■ The records ■
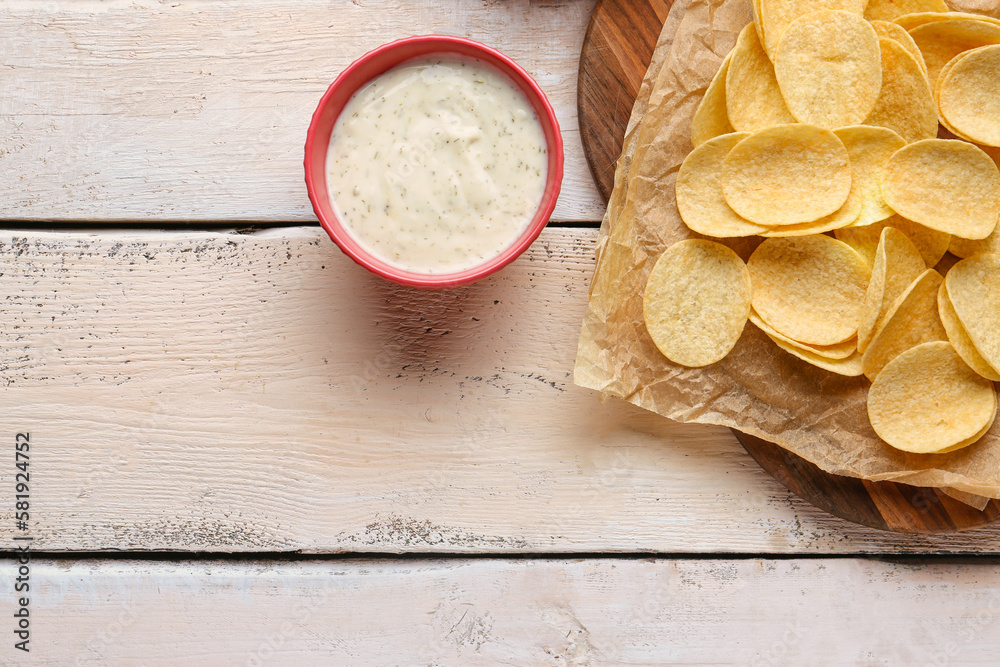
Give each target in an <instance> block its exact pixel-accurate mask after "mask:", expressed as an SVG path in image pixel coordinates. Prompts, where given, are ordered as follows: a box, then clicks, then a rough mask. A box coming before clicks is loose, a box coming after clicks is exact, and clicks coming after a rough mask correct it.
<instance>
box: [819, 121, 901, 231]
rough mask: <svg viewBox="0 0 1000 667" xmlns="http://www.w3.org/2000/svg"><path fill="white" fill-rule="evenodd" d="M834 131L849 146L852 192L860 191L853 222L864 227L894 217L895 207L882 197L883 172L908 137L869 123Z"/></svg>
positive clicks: (900, 147) (841, 140)
mask: <svg viewBox="0 0 1000 667" xmlns="http://www.w3.org/2000/svg"><path fill="white" fill-rule="evenodd" d="M834 134H836V135H837V136H838V137H840V140H841V141H843V142H844V146H845V147H846V148H847V154H848V156H850V160H851V176H852V178H853V184H852V185H851V193H852V194H854V193H855V192H857V196H858V199H859V200H860V204H861V210H860V211H859V212H858V216H857V217H856V218H855V220H854V225H855V226H857V227H861V226H864V225H870V224H872V223H875V222H879V221H880V220H885V219H886V218H889V217H891V216H892V214H893V212H894V211H893V210H892V209H891V208H889V206H888V205H887V204H886V203H885V200H884V199H882V175H883V174H884V173H885V167H886V165H887V164H889V158H891V157H892V154H893V153H895V152H896V151H898V150H899V149H900V148H902V147H903V146H905V145H906V141H904V140H903V138H902V137H901V136H899V135H898V134H896V133H895V132H893V131H892V130H890V129H888V128H884V127H869V126H867V125H852V126H850V127H842V128H840V129H839V130H834ZM848 199H850V197H848Z"/></svg>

■ What this task involves ■
Please give the number of lines above containing "rough" and nothing else.

■ Response for this exercise ■
2